PROBLEM >>
Put the lines below into a JSON list of strings, with one string for each line and blank lines omitted.

SOURCE MATERIAL >>

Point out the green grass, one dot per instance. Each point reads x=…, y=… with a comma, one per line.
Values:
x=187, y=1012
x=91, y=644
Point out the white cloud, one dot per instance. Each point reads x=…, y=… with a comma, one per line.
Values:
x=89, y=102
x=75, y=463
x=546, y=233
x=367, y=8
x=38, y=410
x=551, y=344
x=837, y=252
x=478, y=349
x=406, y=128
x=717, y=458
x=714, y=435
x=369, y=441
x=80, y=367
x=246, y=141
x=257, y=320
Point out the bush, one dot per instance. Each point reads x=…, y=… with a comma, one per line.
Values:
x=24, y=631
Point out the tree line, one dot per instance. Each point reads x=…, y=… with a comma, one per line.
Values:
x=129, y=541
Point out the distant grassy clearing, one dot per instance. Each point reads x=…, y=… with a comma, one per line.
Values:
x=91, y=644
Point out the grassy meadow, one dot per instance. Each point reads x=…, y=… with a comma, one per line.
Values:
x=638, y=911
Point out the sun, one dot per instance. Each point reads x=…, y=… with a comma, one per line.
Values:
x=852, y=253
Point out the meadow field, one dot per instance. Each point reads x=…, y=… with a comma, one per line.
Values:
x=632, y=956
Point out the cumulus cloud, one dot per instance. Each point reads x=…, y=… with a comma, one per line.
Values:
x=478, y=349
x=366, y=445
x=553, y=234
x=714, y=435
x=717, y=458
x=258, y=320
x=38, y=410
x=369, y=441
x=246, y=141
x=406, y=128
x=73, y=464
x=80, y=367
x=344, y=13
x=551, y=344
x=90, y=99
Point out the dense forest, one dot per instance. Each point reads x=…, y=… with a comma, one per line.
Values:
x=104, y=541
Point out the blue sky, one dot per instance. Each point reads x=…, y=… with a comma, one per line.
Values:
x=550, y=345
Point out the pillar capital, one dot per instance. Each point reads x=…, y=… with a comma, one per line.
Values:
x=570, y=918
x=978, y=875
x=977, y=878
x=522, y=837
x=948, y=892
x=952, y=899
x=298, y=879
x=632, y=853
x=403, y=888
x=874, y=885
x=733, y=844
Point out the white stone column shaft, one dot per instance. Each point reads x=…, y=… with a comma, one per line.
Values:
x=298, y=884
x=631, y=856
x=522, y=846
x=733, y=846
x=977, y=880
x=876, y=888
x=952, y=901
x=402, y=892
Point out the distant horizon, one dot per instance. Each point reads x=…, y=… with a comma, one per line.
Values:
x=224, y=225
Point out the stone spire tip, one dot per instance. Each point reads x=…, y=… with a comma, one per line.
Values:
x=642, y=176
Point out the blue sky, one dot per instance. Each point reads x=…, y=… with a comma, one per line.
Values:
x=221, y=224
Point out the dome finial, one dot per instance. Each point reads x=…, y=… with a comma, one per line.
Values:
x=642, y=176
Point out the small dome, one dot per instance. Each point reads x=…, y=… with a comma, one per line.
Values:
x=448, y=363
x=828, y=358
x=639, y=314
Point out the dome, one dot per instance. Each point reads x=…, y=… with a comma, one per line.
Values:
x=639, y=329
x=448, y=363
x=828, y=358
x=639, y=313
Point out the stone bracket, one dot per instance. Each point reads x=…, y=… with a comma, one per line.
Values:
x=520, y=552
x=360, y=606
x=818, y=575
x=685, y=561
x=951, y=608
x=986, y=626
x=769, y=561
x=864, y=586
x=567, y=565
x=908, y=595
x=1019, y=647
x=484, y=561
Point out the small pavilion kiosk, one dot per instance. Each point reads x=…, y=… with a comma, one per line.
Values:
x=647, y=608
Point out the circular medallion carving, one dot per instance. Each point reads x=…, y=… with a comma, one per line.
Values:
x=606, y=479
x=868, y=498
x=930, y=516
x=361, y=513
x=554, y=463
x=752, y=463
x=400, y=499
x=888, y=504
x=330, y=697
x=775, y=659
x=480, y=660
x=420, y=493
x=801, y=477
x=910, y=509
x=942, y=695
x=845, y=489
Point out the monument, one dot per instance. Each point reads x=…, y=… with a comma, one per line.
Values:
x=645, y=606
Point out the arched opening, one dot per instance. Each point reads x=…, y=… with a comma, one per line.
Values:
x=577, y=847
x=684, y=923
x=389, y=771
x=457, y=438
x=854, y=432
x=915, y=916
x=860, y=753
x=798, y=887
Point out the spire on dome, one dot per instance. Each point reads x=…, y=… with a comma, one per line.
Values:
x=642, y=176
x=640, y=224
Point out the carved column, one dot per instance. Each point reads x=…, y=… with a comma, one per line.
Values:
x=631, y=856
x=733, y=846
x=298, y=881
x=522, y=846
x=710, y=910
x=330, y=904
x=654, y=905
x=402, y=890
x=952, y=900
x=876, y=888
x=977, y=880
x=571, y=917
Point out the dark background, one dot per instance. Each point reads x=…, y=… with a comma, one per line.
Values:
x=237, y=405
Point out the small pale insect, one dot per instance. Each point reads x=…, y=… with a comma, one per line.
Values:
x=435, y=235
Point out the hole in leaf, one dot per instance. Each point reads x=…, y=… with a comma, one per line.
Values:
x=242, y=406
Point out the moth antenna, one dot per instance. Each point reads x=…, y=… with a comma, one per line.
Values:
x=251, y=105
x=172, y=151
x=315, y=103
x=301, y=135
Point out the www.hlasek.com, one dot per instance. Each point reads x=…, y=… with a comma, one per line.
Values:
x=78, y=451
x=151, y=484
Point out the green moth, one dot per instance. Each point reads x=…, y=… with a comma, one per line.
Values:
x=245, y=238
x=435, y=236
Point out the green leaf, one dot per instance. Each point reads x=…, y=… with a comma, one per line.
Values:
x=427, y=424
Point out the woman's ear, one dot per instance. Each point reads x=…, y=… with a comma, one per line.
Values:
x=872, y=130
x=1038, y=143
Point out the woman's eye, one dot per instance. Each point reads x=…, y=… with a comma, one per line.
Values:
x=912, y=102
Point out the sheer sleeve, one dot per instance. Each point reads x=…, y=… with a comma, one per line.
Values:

FINISHED EXERCISE >>
[
  "Point out the green grass, one dot per instance. Each point reads x=…, y=… with a comma, one per line.",
  "Values:",
  "x=187, y=1012",
  "x=91, y=644",
  "Point out the white cloud, one dot per instance. Each point reads x=…, y=… with a comma, one per line.",
  "Values:",
  "x=89, y=102",
  "x=75, y=463",
  "x=546, y=233",
  "x=367, y=8",
  "x=38, y=410",
  "x=551, y=344",
  "x=837, y=252",
  "x=478, y=349",
  "x=406, y=128",
  "x=717, y=458",
  "x=714, y=435",
  "x=369, y=441",
  "x=80, y=367",
  "x=246, y=141",
  "x=257, y=320",
  "Point out the bush, one dot per instance. Each point reads x=…, y=… with a comma, one per line.",
  "Values:",
  "x=24, y=631",
  "Point out the tree line, one dot per instance. Each point reads x=…, y=… with a comma, one per line.",
  "Values:",
  "x=129, y=541",
  "Point out the distant grassy clearing, one dot per instance. Each point reads x=…, y=… with a comma, one per line.",
  "Values:",
  "x=91, y=644",
  "Point out the grassy meadow, one dot per instance. Each point reads x=…, y=… with a comma, one per line.",
  "Values:",
  "x=638, y=911",
  "Point out the sun, one dot per instance. Each point reads x=…, y=… with a comma, one per line.",
  "Values:",
  "x=852, y=253",
  "Point out the meadow field, one dot per instance. Each point reads x=…, y=… with a comma, one per line.",
  "Values:",
  "x=632, y=956",
  "Point out the cumulus cloud, one dot per instance. Each point reads x=…, y=… with a comma, one per line.",
  "Values:",
  "x=478, y=349",
  "x=366, y=445",
  "x=553, y=234",
  "x=714, y=435",
  "x=717, y=458",
  "x=258, y=320",
  "x=38, y=410",
  "x=369, y=441",
  "x=246, y=141",
  "x=406, y=128",
  "x=73, y=464",
  "x=80, y=367",
  "x=344, y=13",
  "x=551, y=344",
  "x=90, y=99",
  "Point out the dense forest, one dot per instance. Each point reads x=…, y=… with a comma, one per line.",
  "Values:",
  "x=104, y=541",
  "Point out the blue sky, one dot per instance. Each point reads x=…, y=… with a comma, one per line.",
  "Values:",
  "x=550, y=345",
  "Point out the pillar capital, one dot per instance. Each point reads x=…, y=… with a comma, one per line.",
  "Values:",
  "x=570, y=918",
  "x=978, y=875",
  "x=977, y=878",
  "x=522, y=837",
  "x=948, y=892",
  "x=952, y=899",
  "x=298, y=879",
  "x=632, y=853",
  "x=403, y=888",
  "x=874, y=885",
  "x=733, y=844",
  "Point out the white stone column shaft, one dot per instance. Each point reads x=…, y=… with a comma, one per line.",
  "Values:",
  "x=298, y=884",
  "x=631, y=856",
  "x=522, y=846",
  "x=733, y=846",
  "x=977, y=880",
  "x=876, y=888",
  "x=952, y=901",
  "x=402, y=892",
  "Point out the distant horizon, one dot per instance. Each point reads x=…, y=… with a comma, one per line.",
  "Values:",
  "x=224, y=225",
  "Point out the stone spire tip, one dot per instance. Each point reads x=…, y=… with a comma, one per line.",
  "Values:",
  "x=642, y=176",
  "Point out the blue sky, one dot per instance. Each point reads x=…, y=… with a comma, one per line.",
  "Values:",
  "x=221, y=224",
  "Point out the dome finial, one dot per instance. Each point reads x=…, y=… with a comma, one per line.",
  "Values:",
  "x=642, y=176",
  "Point out the small dome, one dot per instance. Each point reads x=…, y=… with a comma, one per line.",
  "Values:",
  "x=448, y=363",
  "x=828, y=358",
  "x=639, y=314",
  "Point out the dome, one dot per instance. Each point reads x=…, y=… with a comma, one per line.",
  "Values:",
  "x=639, y=329",
  "x=448, y=363",
  "x=828, y=358",
  "x=639, y=313",
  "Point out the stone bracket, one dot per instance. Each point reads x=…, y=… with a comma, one per line.",
  "Values:",
  "x=520, y=552",
  "x=360, y=606",
  "x=818, y=575",
  "x=685, y=561",
  "x=951, y=608",
  "x=986, y=626",
  "x=769, y=561",
  "x=864, y=586",
  "x=567, y=565",
  "x=908, y=595",
  "x=1019, y=647",
  "x=484, y=561",
  "Point out the small pavilion kiosk, one dot per instance. Each point reads x=…, y=… with a comma, one per line.",
  "Values:",
  "x=647, y=608",
  "Point out the circular medallion carving, one dot per instance. Each point reads x=…, y=… with a comma, one per line.",
  "Values:",
  "x=606, y=479",
  "x=868, y=498",
  "x=930, y=516",
  "x=361, y=513",
  "x=554, y=463",
  "x=752, y=463",
  "x=400, y=499",
  "x=888, y=504",
  "x=330, y=697",
  "x=775, y=659",
  "x=480, y=660",
  "x=420, y=493",
  "x=801, y=477",
  "x=910, y=509",
  "x=942, y=695",
  "x=845, y=489",
  "Point out the monument, one dot per instance. Each point reads x=…, y=… with a comma, one per line.",
  "Values:",
  "x=645, y=606",
  "Point out the arched opening, one dot per instance. Each point reads x=…, y=… with a comma, one per line.",
  "Values:",
  "x=577, y=847",
  "x=684, y=923",
  "x=389, y=771",
  "x=457, y=438",
  "x=854, y=432",
  "x=915, y=916",
  "x=860, y=753",
  "x=798, y=887",
  "Point out the spire on dome, one dot per instance. Each point reads x=…, y=… with a comma, one per line.",
  "Values:",
  "x=642, y=176",
  "x=640, y=224",
  "Point out the carved column, one dot per instance. Each point reads x=…, y=… with a comma, one per line.",
  "Values:",
  "x=631, y=856",
  "x=733, y=846",
  "x=298, y=881",
  "x=522, y=846",
  "x=710, y=910",
  "x=330, y=904",
  "x=654, y=905",
  "x=402, y=890",
  "x=952, y=900",
  "x=876, y=888",
  "x=977, y=880",
  "x=571, y=917",
  "Point out the dark background, one dot per instance. Each point reads x=…, y=… with a comma, one per line.",
  "Values:",
  "x=237, y=405",
  "Point out the small pale insect, one dot per instance. Each point reads x=…, y=… with a comma, one per line.",
  "Values:",
  "x=435, y=235",
  "Point out the hole in leaf, one dot per instance. Each point reads x=…, y=… with a comma, one per line.",
  "Values:",
  "x=242, y=406",
  "Point out the moth antenna, one dot per instance. Each point reads x=…, y=… with a comma, one per line.",
  "Values:",
  "x=251, y=105",
  "x=172, y=151",
  "x=315, y=103",
  "x=301, y=135",
  "Point out the www.hlasek.com, one dot per instance. Each point reads x=…, y=… with a comma, one per line.",
  "Values:",
  "x=78, y=451",
  "x=151, y=484",
  "Point out the green moth, one dot per instance. Each point reads x=…, y=… with a comma, one per line.",
  "Values:",
  "x=245, y=238",
  "x=435, y=236",
  "Point out the green leaf, one dot per instance. Each point reads x=…, y=… with a comma, one per line.",
  "Values:",
  "x=427, y=424",
  "Point out the woman's ear, one dot per instance. Each point reads x=…, y=… with a comma, one per line.",
  "Values:",
  "x=872, y=130",
  "x=1038, y=143",
  "Point out the woman's eye, one dot per instance. Each point reads x=…, y=… with a comma, one per line.",
  "Values:",
  "x=912, y=102",
  "Point out the sheer sleeve, one dot per instance. Each point reads x=…, y=… with a comma, one per line.",
  "Values:"
]